● TEXT:
Every time we feel that sense of being fully engaged and alive, whether as a result of a connection with another person, an activity such as sports— being “in the zone”—or simply feeling at one with the world around us, we experience a surge of dopamine through our brain. The magnitude of the chemical reward we get when we make these intimate connections stands in stark contrast to our complete lack of such a reward when we are feeling socially disconnected. To study this effect, a team of neuroscientists from UCLA and Australia placed participants in fMRI machines and asked them to play a virtual ball- tossing game. In the game, participants were under the impression that they were playing electronic catch with other participants in the room. But in reality they were just playing with a computer. After a few rounds, the computer deliberately ignored the participants by no longer tossing the ball to them. If being madly in love floods the brain with dopamine, feeling cut off and alone— even in the course of a simple game of virtual catch— lit up the anterior cingulate cortex, the part of the brain associated with physical pain.
Why does the brain go to such extremes to reward us for connecting or fully engaging with the world around us and to punish us for feeling cut off and alone? To solve this mystery, we must turn to behavioral psychology. But we immediately encounter an unexpected hurdle. Traditionally, research psychologists have spent very little time trying to understand positive human emotions, let alone the magic of clicking. There’s plenty of research explaining why people get divorced or why they feel depressed— a wealth of data about the difficult moments in our lives. But there’s surprisingly little about our best moments. Those isolated studies having to do with positive emotions (such as happiness and optimism) tend to deal with them in the context of getting by in difficult situations, or preventing one from falling into a depressed state, or recovering from a traumatic experience.

● PROBLEMS TO SOLVE:
(1) Transcribe from the text on social connection the part that opens with the words containing "Why does the" and closes with "a traumatic experience.".
(2) Pick up the text on social connection after its last sentence and continue it.

● ENTRIES PROVIDED:
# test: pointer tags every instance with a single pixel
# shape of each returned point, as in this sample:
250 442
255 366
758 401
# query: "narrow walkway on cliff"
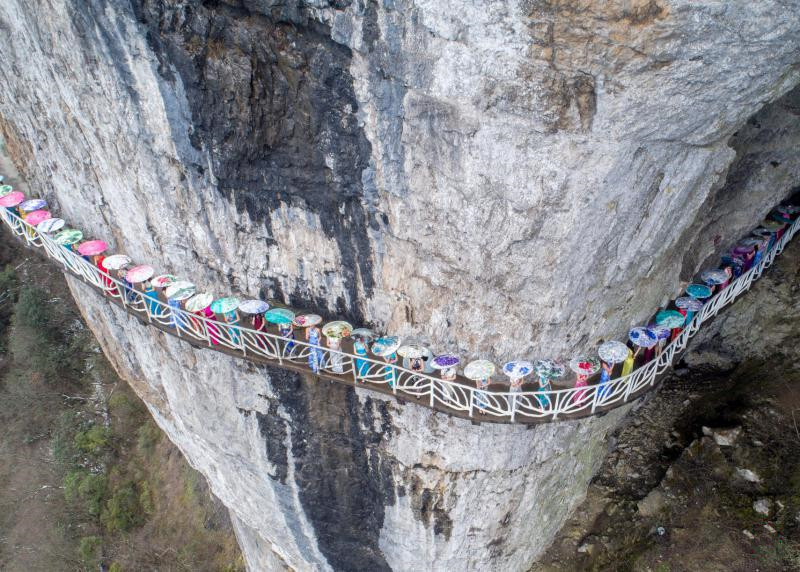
456 395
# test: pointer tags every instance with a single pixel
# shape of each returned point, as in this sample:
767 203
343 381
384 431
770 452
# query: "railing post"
471 401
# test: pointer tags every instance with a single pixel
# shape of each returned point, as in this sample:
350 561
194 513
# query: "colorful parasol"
780 216
412 351
140 273
584 365
753 241
762 232
613 352
68 236
12 199
548 368
92 247
643 337
307 320
32 205
50 225
385 346
279 316
116 261
164 280
517 369
445 361
199 302
362 334
699 291
479 370
225 305
715 276
337 329
768 224
689 304
253 306
670 319
663 332
180 290
35 217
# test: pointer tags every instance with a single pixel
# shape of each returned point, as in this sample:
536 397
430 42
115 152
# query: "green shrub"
82 485
88 548
123 511
31 309
94 440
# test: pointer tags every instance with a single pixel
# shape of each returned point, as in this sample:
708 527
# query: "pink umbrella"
36 217
92 247
12 199
139 273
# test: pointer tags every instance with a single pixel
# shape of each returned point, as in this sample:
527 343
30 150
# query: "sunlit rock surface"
505 178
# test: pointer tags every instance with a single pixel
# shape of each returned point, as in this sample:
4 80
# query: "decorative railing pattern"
459 397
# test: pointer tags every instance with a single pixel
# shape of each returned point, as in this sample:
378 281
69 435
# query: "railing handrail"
460 396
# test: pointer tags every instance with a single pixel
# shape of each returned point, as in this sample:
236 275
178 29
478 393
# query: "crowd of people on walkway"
224 317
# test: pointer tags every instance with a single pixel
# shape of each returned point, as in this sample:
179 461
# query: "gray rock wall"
506 178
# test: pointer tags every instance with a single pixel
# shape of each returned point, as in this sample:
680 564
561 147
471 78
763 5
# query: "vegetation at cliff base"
86 476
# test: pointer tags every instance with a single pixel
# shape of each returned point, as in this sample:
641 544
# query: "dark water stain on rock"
344 482
274 111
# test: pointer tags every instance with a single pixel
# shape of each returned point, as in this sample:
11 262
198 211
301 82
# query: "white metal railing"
461 396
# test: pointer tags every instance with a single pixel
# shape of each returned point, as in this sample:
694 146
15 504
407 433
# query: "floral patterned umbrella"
139 273
670 319
643 337
689 304
337 329
279 316
362 334
613 352
68 236
307 320
50 225
199 302
517 369
715 276
445 361
412 351
584 365
164 280
699 291
12 199
385 346
32 205
180 290
35 217
253 306
224 305
479 370
663 332
116 261
92 247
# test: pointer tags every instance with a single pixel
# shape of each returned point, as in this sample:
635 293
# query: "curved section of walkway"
460 398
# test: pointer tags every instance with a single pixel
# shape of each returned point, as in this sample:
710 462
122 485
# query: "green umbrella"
224 305
68 236
279 316
670 319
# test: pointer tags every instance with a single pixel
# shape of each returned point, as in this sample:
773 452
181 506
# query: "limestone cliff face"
506 178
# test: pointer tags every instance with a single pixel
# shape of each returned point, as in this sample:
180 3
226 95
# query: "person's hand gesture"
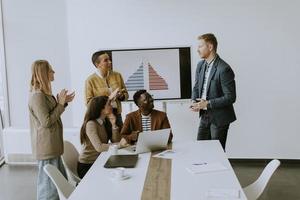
61 97
70 97
114 94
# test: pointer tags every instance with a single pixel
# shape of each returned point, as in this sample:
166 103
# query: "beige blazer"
45 126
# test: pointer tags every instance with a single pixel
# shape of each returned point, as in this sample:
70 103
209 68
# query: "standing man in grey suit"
214 92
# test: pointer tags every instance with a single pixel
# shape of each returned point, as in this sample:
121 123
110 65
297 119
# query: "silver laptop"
150 141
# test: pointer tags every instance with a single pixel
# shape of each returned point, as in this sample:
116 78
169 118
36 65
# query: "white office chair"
254 190
70 159
64 188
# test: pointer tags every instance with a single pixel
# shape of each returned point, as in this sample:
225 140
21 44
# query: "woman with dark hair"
94 135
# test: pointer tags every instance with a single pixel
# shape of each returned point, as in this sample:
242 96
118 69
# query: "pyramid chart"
156 82
136 80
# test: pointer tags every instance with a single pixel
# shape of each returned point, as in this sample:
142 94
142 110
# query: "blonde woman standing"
46 126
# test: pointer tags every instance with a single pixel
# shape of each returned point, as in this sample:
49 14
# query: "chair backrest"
254 190
70 159
64 188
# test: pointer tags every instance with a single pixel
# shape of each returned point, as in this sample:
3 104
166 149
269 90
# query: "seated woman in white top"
94 133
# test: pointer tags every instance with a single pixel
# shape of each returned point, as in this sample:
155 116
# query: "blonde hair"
40 76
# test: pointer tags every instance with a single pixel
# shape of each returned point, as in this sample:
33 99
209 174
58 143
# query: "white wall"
34 30
258 38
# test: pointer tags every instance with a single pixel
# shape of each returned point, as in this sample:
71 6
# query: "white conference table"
157 178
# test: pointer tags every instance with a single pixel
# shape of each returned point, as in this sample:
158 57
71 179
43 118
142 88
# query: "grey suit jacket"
221 91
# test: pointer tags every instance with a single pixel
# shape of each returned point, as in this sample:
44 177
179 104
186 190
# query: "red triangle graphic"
156 82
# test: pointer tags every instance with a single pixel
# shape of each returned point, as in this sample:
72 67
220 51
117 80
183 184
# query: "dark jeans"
119 123
82 169
209 131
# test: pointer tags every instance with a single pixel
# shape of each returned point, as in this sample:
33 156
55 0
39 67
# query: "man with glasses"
146 118
214 92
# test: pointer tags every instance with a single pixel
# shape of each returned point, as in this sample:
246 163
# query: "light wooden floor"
19 182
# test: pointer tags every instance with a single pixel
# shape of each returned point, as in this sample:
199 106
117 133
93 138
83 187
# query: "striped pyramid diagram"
156 82
136 80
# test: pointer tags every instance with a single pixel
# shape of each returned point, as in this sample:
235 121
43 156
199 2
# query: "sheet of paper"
167 154
222 193
204 167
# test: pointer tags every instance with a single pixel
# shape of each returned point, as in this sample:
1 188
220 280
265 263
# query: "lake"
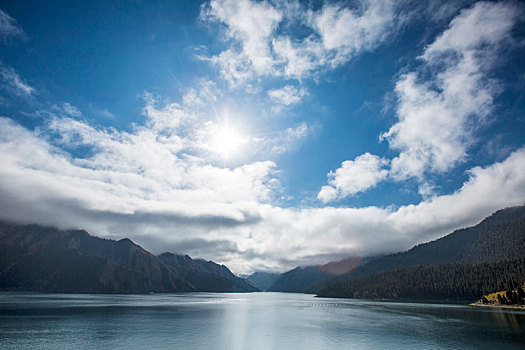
248 321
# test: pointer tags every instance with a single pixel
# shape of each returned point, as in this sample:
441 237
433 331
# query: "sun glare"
227 141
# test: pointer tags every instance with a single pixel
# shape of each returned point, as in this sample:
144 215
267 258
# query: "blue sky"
262 134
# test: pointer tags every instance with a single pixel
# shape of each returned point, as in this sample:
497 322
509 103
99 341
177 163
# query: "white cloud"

● ANSWERS PROVIDED:
(1)
Why does the brain go to such extremes to reward us for connecting or fully engaging with the world around us and to punish us for feeling cut off and alone? To solve this mystery, we must turn to behavioral psychology. But we immediately encounter an unexpected hurdle. Traditionally, research psychologists have spent very little time trying to understand positive human emotions, let alone the magic of clicking. There’s plenty of research explaining why people get divorced or why they feel depressed— a wealth of data about the difficult moments in our lives. But there’s surprisingly little about our best moments. Those isolated studies having to do with positive emotions (such as happiness and optimism) tend to deal with them in the context of getting by in difficult situations, or preventing one from falling into a depressed state, or recovering from a traumatic experience.

(2)
In a very real way, psychologists’ emphasis on pathology limits us to seeing only one side of the human equation. As a psychologist himself, Rom believes that previously unexplored aspects of positive emotions would illuminate just as much about human nature as do their negative counterparts: Why is it that we form close, meaningful connections? What happens to us emotionally and psychologically when we do? And why does such an experience often feel so intense and pleasurable?
To answer these questions, Rom examined the formation of such magical moments. He knew he was venturing outside the traditional realm of academic inquiry, but he was convinced that this was a significant and powerful part of the human experience about which we understood very little.
Rom asked a diverse set of participants— psychology majors, football players, fraternity brothers, and so on— to recount a special or exciting experience in their lives that they felt had a magical quality: “a unique moment or event that was for you filled with magic.” Surprisingly, every single participant was able to conjure a magical experience from his or her life. The stories were as varied and diverse as the individuals in the room. An overwhelming majority of the recollections involved a sense of connection, of clicking.
One participant described the immediate sense of intimacy she’d felt when she met her future boyfriend: “From the moment we both looked into each other’s eyes we knew there was something special there. The whole night felt like a dream.” Another subject, a young man, recalled rekindling the special bond with his mother: “It was the first time I said ‘I love you’ to my mother as an adult. She was telling me about the things that happened to her in her life and I was telling her about things in my life. That was a beautiful day.” Another woman recalled an experience she had as a teenager: “My first kiss. It was with my first boyfriend and longtime best friend. It was tingly/sweet/ sincere/romantic. It made my birthday magical.”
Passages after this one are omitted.